• [Belge bölümü]:
= = =
Zamana direnen kentler yalnızca tarihin izlerini taşımaktan fazlasını yapıyor; insan uygarlığının olumlu ve olumsuz etkilerini bir arada gösteriyorlar. Dünyanın en eski şehirleri güzel mimariye ve harika hikayelere sahip ancak bugün önemli düzeyde az sayıda antik kent hala ayakta. Kalıntılar keşfedilmeye devam ediyor ve bazı tarihi kayıtlar şüpheli olsa da bu kentlerin hepsi önemli kültürel değerlere sahip. Sanılanın aksine Atina antik kenti dünyanın en eski kenti değildir. Öyleyse dünyanın en eski sürekli yerleşim yerlerine göz atalım.
Eriha, Batı Şeria
Eriha, Dünya'da üzerinde sürekli yaşanılan en eski kenttir. Kent MÖ 11.000 ile 9.300 arasına tarihleniyor. Kentte MÖ 9.000 ile 8.000'e uzanan surlar bulundu. Bu yüzden Eriha aynı zamanda bilinen en eski duvarlı kenttir. Bu şehir deniz seviyesinin oldukça altında bulunmasına rağmen tarih boyunca sel baskını yaşamadı. Bu gerçek Eriha'yı aynı zamanda dünyada en alçakta bulunan kalıcı yerleşim yeri yapıyor.
= = =
(Bir veri kaynağından alınan kayıtlar)
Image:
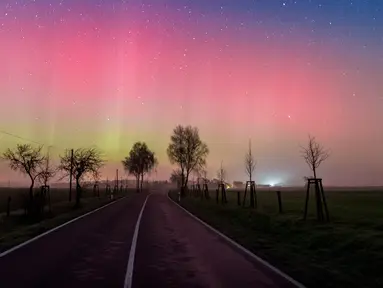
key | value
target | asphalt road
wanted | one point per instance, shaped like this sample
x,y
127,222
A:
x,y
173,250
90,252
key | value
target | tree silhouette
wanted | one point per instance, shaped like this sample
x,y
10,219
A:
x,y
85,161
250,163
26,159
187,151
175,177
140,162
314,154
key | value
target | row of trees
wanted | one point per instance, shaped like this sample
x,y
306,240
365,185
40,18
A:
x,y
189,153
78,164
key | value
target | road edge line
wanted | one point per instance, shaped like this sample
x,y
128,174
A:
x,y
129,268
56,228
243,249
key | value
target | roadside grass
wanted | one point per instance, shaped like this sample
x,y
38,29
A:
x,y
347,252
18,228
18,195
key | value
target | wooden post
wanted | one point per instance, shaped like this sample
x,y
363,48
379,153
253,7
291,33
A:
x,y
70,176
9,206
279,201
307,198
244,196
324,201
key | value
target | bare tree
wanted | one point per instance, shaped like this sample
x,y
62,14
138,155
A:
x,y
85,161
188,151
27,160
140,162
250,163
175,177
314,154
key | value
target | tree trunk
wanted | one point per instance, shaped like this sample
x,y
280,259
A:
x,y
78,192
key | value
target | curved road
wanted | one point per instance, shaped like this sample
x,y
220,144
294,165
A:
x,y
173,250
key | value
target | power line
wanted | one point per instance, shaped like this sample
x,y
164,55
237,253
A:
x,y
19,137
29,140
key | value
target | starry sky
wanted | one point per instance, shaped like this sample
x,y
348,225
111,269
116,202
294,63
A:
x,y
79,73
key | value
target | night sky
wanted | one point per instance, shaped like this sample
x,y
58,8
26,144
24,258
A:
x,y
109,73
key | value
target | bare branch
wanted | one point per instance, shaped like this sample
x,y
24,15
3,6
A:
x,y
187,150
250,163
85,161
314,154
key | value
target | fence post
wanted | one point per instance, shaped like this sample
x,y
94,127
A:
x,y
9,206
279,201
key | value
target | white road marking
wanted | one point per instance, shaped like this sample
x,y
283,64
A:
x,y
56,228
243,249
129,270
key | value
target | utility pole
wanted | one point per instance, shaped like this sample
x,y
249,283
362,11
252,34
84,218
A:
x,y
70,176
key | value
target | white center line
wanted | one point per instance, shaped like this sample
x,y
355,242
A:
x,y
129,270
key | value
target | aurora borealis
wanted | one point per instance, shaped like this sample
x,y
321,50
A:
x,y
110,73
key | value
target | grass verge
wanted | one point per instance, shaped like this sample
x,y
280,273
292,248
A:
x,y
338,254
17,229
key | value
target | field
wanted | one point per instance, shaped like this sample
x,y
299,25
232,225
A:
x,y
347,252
= = =
• [Görev tanımı]: En eski kentleri anlatan metinden, "Eriha, Batı Şeria" sözlerinin geçtiği yerden başlayıp "yerleşim yeri yapıyor." sözlerinden sonra biten bölümü değiştirmeden çıkarın.

• [Sonuç]:
Eriha, Batı Şeria
Eriha, Dünya'da üzerinde sürekli yaşanılan en eski kenttir. Kent MÖ 11.000 ile 9.300 arasına tarihleniyor. Kentte MÖ 9.000 ile 8.000'e uzanan surlar bulundu. Bu yüzden Eriha aynı zamanda bilinen en eski duvarlı kenttir. Bu şehir deniz seviyesinin oldukça altında bulunmasına rağmen tarih boyunca sel baskını yaşamadı. Bu gerçek Eriha'yı aynı zamanda dünyada en alçakta bulunan kalıcı yerleşim yeri yapıyor.